SHORT EXERCISE: What do the lines say from the one containing "Mark the leaf cluster, one" to the end of the records? Restate them word for word, and only those.

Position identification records
□ □ □

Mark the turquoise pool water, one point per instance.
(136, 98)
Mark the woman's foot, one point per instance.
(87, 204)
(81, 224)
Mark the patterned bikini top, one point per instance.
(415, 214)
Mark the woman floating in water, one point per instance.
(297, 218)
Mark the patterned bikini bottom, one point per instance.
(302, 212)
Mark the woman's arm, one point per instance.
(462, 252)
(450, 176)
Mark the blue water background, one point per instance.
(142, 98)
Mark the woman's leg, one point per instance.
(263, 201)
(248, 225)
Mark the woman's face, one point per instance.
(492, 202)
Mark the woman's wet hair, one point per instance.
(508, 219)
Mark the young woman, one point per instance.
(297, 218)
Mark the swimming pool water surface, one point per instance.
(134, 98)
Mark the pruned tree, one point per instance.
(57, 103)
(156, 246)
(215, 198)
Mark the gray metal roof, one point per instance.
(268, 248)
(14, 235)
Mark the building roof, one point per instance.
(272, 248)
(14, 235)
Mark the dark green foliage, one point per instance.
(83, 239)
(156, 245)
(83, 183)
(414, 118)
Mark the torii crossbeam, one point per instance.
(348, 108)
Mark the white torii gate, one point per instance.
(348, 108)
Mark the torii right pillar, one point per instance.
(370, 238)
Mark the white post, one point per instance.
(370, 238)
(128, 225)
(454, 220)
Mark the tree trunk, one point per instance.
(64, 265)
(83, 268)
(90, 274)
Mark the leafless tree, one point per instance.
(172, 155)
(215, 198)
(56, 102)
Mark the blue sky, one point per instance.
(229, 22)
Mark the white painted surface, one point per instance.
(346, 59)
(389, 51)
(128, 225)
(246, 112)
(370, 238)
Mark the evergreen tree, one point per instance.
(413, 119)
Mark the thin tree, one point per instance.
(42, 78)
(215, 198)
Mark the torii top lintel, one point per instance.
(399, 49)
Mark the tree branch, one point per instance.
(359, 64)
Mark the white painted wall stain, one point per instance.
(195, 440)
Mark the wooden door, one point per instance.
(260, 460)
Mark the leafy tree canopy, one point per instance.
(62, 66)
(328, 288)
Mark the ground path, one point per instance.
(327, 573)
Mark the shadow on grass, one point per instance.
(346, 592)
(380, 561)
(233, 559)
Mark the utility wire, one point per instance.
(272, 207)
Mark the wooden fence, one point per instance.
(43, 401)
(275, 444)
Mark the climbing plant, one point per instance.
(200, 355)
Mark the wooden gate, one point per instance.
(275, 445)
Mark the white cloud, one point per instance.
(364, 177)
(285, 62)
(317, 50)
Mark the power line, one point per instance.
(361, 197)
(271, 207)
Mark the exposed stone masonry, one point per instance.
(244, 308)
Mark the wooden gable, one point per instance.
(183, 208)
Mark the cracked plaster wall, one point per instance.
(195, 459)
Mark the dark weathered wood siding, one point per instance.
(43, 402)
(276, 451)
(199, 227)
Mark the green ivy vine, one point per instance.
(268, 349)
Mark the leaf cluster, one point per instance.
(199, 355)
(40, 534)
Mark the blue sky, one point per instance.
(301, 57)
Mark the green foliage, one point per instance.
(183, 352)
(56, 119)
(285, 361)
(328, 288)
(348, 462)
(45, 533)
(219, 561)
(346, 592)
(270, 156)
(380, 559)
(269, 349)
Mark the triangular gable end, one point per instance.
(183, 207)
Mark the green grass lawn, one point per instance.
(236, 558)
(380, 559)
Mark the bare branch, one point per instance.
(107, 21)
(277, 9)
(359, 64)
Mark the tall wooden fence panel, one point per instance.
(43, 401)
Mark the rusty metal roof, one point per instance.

□ □ □

OUTPUT FOR THIS EXERCISE:
Mark the leaf cluster, one point per instance.
(199, 355)
(40, 534)
Mark the blue sky, one point per instance.
(301, 57)
Mark the green foliage, one point per instance.
(183, 352)
(56, 119)
(285, 361)
(328, 288)
(348, 462)
(45, 533)
(219, 561)
(346, 592)
(270, 156)
(380, 559)
(269, 349)
Mark the triangular gable end, one point per instance.
(183, 207)
Mark the green grass lawn, one point per instance.
(236, 558)
(380, 559)
Mark the bare branch, one point per instance.
(107, 21)
(277, 9)
(359, 64)
Mark the tall wooden fence panel, one point per instance.
(43, 401)
Mark the rusty metal roof, one point per instance.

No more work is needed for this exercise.